**What you should do**
Echo verbatim the lines of the listing below, starting at the line containing "of the brown" and continuing through the last line of the listing, with both ends included.

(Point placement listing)
= = = =

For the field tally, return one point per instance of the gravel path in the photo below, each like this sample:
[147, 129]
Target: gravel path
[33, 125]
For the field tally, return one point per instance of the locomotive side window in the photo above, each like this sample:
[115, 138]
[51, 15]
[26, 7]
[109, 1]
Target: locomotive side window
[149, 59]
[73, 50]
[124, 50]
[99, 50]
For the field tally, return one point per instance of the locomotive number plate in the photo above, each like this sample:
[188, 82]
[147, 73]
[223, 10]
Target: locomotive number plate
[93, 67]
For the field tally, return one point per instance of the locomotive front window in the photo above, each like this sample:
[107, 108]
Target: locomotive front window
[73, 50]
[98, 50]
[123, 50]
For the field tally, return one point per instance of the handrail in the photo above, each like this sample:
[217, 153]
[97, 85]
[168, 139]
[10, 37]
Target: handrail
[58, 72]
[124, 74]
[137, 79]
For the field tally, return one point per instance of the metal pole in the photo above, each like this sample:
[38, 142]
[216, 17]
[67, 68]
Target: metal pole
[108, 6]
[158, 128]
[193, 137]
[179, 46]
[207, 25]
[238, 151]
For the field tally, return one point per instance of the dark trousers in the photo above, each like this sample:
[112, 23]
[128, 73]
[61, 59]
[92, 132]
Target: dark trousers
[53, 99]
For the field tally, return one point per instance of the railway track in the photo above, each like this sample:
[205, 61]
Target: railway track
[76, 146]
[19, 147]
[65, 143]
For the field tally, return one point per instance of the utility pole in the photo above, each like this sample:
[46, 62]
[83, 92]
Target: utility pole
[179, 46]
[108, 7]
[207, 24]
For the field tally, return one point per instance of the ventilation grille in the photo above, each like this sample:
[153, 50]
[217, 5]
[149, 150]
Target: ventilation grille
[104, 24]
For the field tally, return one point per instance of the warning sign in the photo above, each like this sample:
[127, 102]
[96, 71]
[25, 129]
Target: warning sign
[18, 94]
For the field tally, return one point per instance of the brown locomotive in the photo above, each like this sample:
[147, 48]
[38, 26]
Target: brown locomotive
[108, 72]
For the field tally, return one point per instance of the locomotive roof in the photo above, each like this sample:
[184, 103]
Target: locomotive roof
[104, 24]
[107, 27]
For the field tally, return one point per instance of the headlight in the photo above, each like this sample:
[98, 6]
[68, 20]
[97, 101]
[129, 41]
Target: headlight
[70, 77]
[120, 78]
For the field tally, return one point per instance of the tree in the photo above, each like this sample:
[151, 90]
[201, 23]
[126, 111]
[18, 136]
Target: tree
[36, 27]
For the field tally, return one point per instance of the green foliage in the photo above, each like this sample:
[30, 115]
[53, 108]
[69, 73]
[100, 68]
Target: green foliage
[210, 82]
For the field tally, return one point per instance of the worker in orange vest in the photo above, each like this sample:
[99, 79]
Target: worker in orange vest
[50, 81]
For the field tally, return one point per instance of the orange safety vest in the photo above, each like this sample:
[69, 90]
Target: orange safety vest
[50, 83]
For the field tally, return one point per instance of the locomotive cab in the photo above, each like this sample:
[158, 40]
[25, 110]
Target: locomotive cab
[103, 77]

= = = =

**Worked answer**
For the field tally, return one point per instance of the brown locomotive in the photo above, each like this sample:
[147, 48]
[38, 26]
Target: brown locomotive
[108, 72]
For the field tally, return one point per instance of the locomotive roof in the photo above, each like this sample:
[184, 103]
Target: locomotive roof
[104, 24]
[107, 27]
For the field tally, return one point per instance of the headlight in the photo above, each like this sample:
[98, 6]
[68, 20]
[97, 101]
[129, 41]
Target: headlight
[70, 77]
[120, 78]
For the field tally, return one point per instance of the tree in the photo above, each like this sample:
[151, 90]
[201, 23]
[126, 111]
[18, 136]
Target: tree
[36, 27]
For the field tally, return one point per instance of the green foliage in the photo above, each like this sample:
[30, 115]
[53, 108]
[69, 73]
[100, 68]
Target: green foliage
[210, 82]
For the field tally, return one point per instance of the worker in orange vest in the photo above, each like this sample:
[99, 79]
Target: worker in orange vest
[50, 81]
For the field tally, return one point per instance of the orange safety vest in the photo above, each like this sample:
[69, 90]
Target: orange safety vest
[50, 83]
For the field tally, return one point per instance of the locomotive cab in the photo above, each like this sample:
[158, 40]
[25, 110]
Target: locomotive cab
[103, 77]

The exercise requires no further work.